# TASK GOAL
Rewrite all the records below, replacing "background" with "exterior" and leaving everything else unchanged.

# DATASET RECORDS
##########
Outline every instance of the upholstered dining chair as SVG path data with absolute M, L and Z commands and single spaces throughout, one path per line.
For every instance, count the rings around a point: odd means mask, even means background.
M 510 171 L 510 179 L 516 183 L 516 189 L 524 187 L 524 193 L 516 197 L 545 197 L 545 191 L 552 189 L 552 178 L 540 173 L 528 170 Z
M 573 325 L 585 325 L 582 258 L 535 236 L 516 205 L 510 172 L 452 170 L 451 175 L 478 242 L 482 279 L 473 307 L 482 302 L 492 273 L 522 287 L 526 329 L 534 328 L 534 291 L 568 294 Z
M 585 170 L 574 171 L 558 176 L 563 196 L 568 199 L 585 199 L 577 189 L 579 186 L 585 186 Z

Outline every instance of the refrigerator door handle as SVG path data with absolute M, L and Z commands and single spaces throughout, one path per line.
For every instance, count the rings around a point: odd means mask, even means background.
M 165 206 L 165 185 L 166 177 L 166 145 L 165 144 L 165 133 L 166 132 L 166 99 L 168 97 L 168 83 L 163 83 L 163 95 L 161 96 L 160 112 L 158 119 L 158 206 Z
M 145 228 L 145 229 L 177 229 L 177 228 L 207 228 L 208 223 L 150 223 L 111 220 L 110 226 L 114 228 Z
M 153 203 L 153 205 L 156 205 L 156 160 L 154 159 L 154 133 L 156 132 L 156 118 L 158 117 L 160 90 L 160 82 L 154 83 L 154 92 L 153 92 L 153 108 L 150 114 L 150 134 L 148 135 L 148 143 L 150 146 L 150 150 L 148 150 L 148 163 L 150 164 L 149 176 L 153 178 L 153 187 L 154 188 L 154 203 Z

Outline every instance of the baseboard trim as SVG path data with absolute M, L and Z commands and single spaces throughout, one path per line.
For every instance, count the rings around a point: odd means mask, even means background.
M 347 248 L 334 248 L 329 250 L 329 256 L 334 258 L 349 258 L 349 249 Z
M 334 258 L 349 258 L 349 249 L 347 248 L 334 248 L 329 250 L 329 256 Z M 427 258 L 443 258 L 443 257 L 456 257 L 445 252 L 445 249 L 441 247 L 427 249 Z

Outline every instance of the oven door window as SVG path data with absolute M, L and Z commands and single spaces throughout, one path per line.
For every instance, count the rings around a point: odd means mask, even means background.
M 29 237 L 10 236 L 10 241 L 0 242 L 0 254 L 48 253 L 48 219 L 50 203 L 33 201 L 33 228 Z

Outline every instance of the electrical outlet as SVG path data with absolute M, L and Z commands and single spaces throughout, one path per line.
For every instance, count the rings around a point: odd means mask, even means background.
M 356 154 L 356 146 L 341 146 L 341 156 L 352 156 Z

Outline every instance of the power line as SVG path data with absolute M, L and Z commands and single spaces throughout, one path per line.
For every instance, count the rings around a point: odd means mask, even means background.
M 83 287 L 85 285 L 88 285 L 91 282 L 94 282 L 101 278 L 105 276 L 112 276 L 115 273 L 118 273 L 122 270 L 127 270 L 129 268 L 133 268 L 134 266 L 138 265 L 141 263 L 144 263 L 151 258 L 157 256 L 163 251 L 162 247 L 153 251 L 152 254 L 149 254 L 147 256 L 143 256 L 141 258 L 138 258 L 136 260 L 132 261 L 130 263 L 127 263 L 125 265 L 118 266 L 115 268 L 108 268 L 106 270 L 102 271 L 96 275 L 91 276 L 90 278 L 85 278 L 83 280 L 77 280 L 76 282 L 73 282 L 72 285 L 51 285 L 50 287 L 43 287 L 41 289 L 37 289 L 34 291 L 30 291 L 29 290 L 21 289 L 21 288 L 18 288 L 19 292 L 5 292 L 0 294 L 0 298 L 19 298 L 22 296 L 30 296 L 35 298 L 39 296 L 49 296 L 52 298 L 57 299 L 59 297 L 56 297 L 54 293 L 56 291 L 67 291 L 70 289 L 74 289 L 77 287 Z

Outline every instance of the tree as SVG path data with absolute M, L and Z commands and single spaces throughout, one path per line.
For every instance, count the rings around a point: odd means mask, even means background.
##########
# SOLVED EXERCISE
Outline every instance of the upholstered dining chair as SVG path data with absolute M, L and Z commands and single spaces throughout, one path per line.
For every instance, count the rings around a point: odd means mask, even means exterior.
M 510 171 L 510 179 L 516 183 L 516 189 L 524 187 L 524 193 L 516 197 L 545 197 L 545 191 L 552 189 L 552 178 L 540 173 L 528 170 Z
M 573 325 L 585 325 L 582 258 L 535 236 L 516 205 L 510 172 L 452 170 L 451 175 L 478 242 L 482 279 L 473 307 L 482 302 L 492 273 L 522 287 L 526 329 L 534 328 L 534 291 L 568 294 Z
M 585 170 L 574 171 L 558 176 L 563 196 L 568 199 L 585 199 L 577 189 L 579 186 L 585 186 Z

Outline every instance of the refrigerator door handle as SVG path data with absolute M, L and Z commands and single spaces throughout, one path per line.
For every instance, count the rings around a point: odd means mask, even means exterior.
M 165 206 L 165 185 L 166 177 L 166 145 L 165 144 L 165 133 L 166 132 L 166 99 L 168 97 L 168 83 L 163 83 L 163 95 L 161 96 L 160 112 L 158 119 L 158 206 Z
M 145 228 L 145 229 L 177 229 L 177 228 L 207 228 L 208 223 L 150 223 L 111 220 L 110 226 L 114 228 Z
M 153 203 L 153 205 L 156 205 L 156 160 L 154 159 L 154 133 L 156 132 L 156 118 L 158 117 L 160 90 L 160 82 L 154 83 L 154 92 L 153 92 L 153 108 L 150 114 L 150 134 L 148 135 L 148 143 L 150 146 L 150 150 L 148 150 L 148 163 L 150 164 L 149 176 L 153 178 L 153 187 L 154 188 L 154 203 Z

Outline every instance of the baseboard trim as SVG path data with absolute M, L and Z commands and single spaces throughout, one path per line.
For every instance, count the rings around a point: odd means mask, even means exterior.
M 347 248 L 334 248 L 329 250 L 329 256 L 334 258 L 349 258 L 349 249 Z
M 334 258 L 349 258 L 349 249 L 347 248 L 334 248 L 329 250 L 329 256 Z M 427 258 L 443 258 L 443 257 L 456 257 L 445 252 L 445 249 L 441 247 L 427 249 Z

Outline every instance of the oven door window as SVG path data with absolute M, L and Z commands and single spaces throughout, one path per line.
For every instance, count the rings around a point: odd means mask, even means exterior.
M 29 237 L 10 236 L 10 241 L 0 242 L 0 254 L 48 253 L 48 219 L 50 203 L 33 201 L 33 228 Z

Outline every instance of the electrical outlet as SVG path data with absolute M, L and Z commands and single spaces throughout, one path per line.
For every instance, count the rings around a point: odd means mask, even means exterior.
M 356 154 L 356 146 L 341 146 L 341 156 L 352 156 Z

Outline every instance of the power line as SVG path data with absolute M, L and Z commands and single spaces throughout, one path per line.
For every instance, count the rings around a point: odd means mask, even means exterior.
M 83 287 L 85 285 L 88 285 L 91 282 L 94 282 L 101 278 L 105 276 L 112 276 L 115 273 L 118 273 L 122 270 L 127 270 L 129 268 L 133 268 L 134 266 L 138 265 L 141 263 L 144 263 L 151 258 L 157 256 L 163 251 L 162 247 L 153 251 L 152 254 L 149 254 L 147 256 L 143 256 L 141 258 L 138 258 L 136 260 L 132 261 L 130 263 L 127 263 L 125 265 L 118 266 L 115 268 L 108 268 L 106 270 L 102 271 L 96 275 L 91 276 L 90 278 L 85 278 L 83 280 L 77 280 L 76 282 L 73 282 L 72 285 L 51 285 L 50 287 L 43 287 L 41 289 L 37 289 L 34 291 L 30 291 L 29 290 L 21 289 L 21 288 L 18 288 L 19 292 L 5 292 L 0 294 L 0 298 L 19 298 L 22 296 L 30 296 L 35 298 L 39 296 L 49 296 L 52 298 L 57 299 L 59 297 L 56 297 L 54 293 L 56 291 L 67 291 L 70 289 L 74 289 L 77 287 Z

Outline every instance of the tree as SVG path data with absolute M, L and Z commands and single spaces throughout, one path per line.
For every instance, count the rings around a point: odd means mask, even means exterior.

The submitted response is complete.